• [Auszug der Seite]

'''

# Überwachungseinrichtung Motoren bei Gruppenantrieb



## M.Arlitt (18 Februar 2014)

Moin moin,

ich tippe mir gerade auf google die Finger wund und finde nichts. Ich benötige einen Richtlinientext/Gesetzestext der eindeutig beschreibt, wie die Schutz-/Überwachungseinrichtungen auszulegen sind, wenn man hinter einen FU mehrere Motoren betriebt (3 Stück).

Ich kenne das in der Regel so, dass die Thermokontakte für jeden Motor auf die SPS/Ansteuerung geschaltet werden und diese den FU dann abschaltet. Eventuell die Thermokontakte in Reihe auf den FU, allerdings ist dann ja keine Differentialdiagnose auf einem HMI möglich

Was ich nun benötige ist ein Text eine EN oder ISO in dem so etwas drin steht, ggf. wie man es "richtiger" macht sollte ich mich oben irren. Alternativ würde mir auch ein Text helfen in dem steht, das ich es gar nicht überwachen müsste.

'''

• [Datensätze]
'''

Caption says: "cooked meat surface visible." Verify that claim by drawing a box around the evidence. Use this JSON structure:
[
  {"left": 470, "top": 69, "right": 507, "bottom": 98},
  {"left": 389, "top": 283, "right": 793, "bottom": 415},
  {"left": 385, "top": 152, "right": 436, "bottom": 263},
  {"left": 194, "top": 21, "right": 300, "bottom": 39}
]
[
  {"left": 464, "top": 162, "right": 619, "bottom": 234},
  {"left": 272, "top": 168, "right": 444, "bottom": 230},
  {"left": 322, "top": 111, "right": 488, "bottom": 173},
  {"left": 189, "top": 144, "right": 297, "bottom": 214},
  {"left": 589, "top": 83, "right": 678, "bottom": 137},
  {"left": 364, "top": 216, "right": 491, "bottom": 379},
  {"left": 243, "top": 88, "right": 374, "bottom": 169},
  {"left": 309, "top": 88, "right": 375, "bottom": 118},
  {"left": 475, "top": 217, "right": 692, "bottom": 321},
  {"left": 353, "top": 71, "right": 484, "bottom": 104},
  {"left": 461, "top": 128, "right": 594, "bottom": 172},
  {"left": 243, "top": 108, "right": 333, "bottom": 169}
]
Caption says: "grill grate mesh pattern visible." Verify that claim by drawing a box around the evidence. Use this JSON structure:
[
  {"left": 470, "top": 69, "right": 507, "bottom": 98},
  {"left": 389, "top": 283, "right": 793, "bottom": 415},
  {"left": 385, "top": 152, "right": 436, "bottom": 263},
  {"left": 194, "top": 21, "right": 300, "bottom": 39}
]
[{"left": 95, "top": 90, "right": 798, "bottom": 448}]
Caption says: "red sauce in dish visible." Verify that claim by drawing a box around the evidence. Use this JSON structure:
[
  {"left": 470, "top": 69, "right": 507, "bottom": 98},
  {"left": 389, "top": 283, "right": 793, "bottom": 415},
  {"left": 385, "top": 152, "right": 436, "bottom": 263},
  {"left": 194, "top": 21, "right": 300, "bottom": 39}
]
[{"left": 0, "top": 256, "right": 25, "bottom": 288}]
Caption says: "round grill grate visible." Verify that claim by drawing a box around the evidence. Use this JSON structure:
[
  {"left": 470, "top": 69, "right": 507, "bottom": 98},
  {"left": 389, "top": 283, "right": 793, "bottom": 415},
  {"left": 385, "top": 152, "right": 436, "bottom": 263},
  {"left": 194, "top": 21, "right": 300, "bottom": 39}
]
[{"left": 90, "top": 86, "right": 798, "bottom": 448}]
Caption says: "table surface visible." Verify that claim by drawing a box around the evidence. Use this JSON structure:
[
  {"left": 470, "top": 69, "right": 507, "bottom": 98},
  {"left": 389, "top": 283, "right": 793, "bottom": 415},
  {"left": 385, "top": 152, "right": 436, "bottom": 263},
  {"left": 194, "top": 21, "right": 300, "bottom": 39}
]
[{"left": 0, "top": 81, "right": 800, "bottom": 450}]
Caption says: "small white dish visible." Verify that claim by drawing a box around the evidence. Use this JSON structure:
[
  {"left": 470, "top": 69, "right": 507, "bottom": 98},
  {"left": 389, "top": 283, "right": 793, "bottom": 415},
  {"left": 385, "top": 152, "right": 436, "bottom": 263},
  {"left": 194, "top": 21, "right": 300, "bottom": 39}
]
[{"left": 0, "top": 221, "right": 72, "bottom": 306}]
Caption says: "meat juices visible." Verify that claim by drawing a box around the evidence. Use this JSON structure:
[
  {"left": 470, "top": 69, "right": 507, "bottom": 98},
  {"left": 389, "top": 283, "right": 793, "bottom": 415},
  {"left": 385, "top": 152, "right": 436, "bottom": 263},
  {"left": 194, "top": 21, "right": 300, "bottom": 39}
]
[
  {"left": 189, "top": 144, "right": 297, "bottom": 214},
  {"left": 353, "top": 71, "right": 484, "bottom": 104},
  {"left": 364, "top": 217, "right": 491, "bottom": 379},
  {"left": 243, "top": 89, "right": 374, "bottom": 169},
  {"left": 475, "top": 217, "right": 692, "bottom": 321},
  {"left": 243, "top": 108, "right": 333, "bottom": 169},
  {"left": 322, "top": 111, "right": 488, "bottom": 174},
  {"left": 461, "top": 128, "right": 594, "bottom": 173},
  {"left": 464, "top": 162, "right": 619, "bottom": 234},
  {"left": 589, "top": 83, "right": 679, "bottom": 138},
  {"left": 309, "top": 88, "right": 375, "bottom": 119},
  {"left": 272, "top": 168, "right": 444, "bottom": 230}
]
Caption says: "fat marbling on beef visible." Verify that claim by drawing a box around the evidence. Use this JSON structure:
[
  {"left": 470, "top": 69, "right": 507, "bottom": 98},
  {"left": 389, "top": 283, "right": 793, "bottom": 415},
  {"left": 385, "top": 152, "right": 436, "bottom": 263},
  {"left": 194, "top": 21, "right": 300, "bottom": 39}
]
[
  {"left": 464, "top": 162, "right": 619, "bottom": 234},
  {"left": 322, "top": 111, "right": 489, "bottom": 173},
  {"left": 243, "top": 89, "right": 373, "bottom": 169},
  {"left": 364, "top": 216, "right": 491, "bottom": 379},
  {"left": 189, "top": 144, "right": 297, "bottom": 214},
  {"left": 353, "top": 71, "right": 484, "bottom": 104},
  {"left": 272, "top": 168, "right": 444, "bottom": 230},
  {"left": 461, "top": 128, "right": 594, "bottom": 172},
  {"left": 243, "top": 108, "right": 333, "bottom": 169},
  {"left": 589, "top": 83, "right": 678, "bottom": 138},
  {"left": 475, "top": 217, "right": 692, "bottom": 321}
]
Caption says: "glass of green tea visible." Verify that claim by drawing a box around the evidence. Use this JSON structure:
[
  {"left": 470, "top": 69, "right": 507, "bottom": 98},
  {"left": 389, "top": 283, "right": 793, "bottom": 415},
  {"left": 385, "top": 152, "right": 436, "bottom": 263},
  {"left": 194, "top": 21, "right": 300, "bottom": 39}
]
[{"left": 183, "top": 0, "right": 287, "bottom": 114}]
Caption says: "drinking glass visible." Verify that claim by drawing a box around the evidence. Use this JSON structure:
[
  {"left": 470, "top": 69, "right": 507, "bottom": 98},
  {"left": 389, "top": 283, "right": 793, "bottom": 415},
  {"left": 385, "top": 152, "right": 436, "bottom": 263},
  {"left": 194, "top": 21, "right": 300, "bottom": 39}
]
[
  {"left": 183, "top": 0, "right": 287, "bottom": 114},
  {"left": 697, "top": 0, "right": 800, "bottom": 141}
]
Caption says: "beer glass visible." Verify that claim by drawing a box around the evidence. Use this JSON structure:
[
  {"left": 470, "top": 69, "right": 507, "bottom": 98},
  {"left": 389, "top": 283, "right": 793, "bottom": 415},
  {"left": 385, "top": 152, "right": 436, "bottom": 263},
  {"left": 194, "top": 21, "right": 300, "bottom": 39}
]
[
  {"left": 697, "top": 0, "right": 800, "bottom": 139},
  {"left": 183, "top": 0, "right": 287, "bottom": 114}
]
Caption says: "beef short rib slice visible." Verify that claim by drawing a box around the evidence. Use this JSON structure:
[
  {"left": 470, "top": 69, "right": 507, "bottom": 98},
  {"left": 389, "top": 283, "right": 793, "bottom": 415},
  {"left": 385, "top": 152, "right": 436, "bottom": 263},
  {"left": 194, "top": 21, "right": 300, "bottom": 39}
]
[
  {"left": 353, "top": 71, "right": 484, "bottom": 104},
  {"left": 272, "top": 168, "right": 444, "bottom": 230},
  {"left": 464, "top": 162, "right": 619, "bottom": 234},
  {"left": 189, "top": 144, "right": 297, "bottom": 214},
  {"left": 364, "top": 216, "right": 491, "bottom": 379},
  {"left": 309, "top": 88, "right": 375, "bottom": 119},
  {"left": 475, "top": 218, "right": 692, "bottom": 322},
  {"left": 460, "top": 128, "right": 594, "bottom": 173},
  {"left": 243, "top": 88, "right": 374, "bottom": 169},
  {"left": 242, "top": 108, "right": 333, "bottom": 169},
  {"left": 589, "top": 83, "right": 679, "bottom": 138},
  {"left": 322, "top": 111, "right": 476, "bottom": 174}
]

'''

• [Gefragt ist]
(A) Prüfe für jede Aussage, ob sie mit dem Forenbeitrag übereinstimmt, und belege dein Ja oder Nein mit den entscheidenden Worten des Beitrags als wörtlichem Zitat: (i) Der Verfasser betreibt drei Motoren hinter einem FU. (ii) Bei Thermokontakten in Reihe auf den FU ist eine Differentialdiagnose auf einem HMI möglich. (iii) Der Verfasser hat über Google bereits einen passenden Richtlinientext gefunden.
(B) Sammle jede Zeile der Datensätze, welche die Zeichenfolge „beef“ enthält, wobei Groß- und Kleinschreibung zu beachten ist.
Forenbeitrag und Datensätze sind voneinander unabhängiges Material.

• [Lösungen nacheinander]
(A)
(i) Ja: „hinter einen FU mehrere Motoren“, „(3 Stück)“
(ii) Nein: „allerdings ist dann ja keine Differentialdiagnose auf einem HMI möglich“
(iii) Nein: „ich tippe mir gerade auf google die Finger wund und finde nichts“

(B)
Caption says: "fat marbling on beef visible." Verify that claim by drawing a box around the evidence. Use this JSON structure:
Caption says: "beef short rib slice visible." Verify that claim by drawing a box around the evidence. Use this JSON structure:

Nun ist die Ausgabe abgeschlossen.